PD or Not PD – That is the Question

photo 3First of all, I have to remember that today was a good day on many levels (because the day has ended photo 4poorly and I am trying to focus on the positive).  Good things that happened today:

  • Segment Addition Score in Geometry;
  • Solve Crumple Toss with Rational Expressions, Equations and Inequalities – the high basket was conceptualized by my students, who were hoping someone would open the door mid-game (how many times will I thank @k8nowak in this blog?);
  • Getting Paid Interest on Hours Owed from the NYC DOE (amazing but true)!

I will try to remember these things, even though the day ended with an almost fight in a classroom (luckily the Assistant Principal of Security happened to be walking by), a deflationary error in the grades I submitted (luckily I was able to correct them in time for report card printing) and my student teacher – M.I.A. – withdrawing via email (not quite a Post-It, but close).  Overall, a plus day.

I’ve been trying to write this post for several days; my motivation came from attending on Wednesday the first session of a teacher leadership program for which I have been selected.  But papers to be graded, an errant student teacher, and my required nightly support from the #MTBoS all delayed my writing.  I shall digress no more.

I was hugely disappointed and frustrated by the program I attended.  I applied for a spot in this program, solicited administrative support to gain admission, and worked with a colleague because ‘teams of teachers’ from each school were a requisite for participation.  In short, getting in took time and effort.   But the meeting was chaotic, piles of materials were distributed with little clarification on their purpose (including 4 books on protocols and facilitation for which NO explanation was given), and the discussions took place around tables in a room that became prohibitively noisy.  We were repeatedly brought to attention with clapping rhythms (the meeting was run by elementary school teachers WHO I NORMALLY ADORE), given conflicting messages about groupwork and goal-setting, and unclear direction on a homework assignment.   The ‘aim’ of the meeting (and the program) seemed to be (a) how to get groups of teachers – very possibly unwilling ones -to cooperate and work towards a successful School Quality Review and (b) how one’s role as a ‘teacher leader’ would manifest itself in the new evaluation system under the ubiquitous Danielson Rubric.  But in execution, the session was a model of what not to do in a classroom.

_Information given_.
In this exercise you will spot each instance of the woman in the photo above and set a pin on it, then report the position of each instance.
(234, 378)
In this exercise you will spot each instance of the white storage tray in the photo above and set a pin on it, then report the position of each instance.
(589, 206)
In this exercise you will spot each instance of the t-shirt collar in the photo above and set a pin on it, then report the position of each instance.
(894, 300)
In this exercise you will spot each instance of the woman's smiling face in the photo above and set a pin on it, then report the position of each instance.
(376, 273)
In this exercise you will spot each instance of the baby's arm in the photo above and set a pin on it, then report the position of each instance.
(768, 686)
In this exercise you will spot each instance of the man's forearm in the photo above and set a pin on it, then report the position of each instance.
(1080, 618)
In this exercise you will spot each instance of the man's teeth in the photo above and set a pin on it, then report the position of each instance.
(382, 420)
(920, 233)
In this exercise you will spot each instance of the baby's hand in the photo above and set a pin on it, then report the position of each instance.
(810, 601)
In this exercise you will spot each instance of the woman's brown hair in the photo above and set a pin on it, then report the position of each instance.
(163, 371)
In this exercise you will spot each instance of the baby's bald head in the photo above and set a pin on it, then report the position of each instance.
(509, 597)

_Problems to solve_.
1) Repeat the blog post between "I will try to" and "a plus day.", inclusive.
2) Find every line in the records that contains the string "hair", matching case, and copy each of those lines.
The records are unrelated to the blog post.

_Exercise solutions_.
1)
I will try to remember these things, even though the day ended with an almost fight in a classroom (luckily the Assistant Principal of Security happened to be walking by), a deflationary error in the grades I submitted (luckily I was able to correct them in time for report card printing) and my student teacher – M.I.A. – withdrawing via email (not quite a Post-It, but close).  Overall, a plus day.

2)
In this exercise you will spot each instance of the woman's brown hair in the photo above and set a pin on it, then report the position of each instance.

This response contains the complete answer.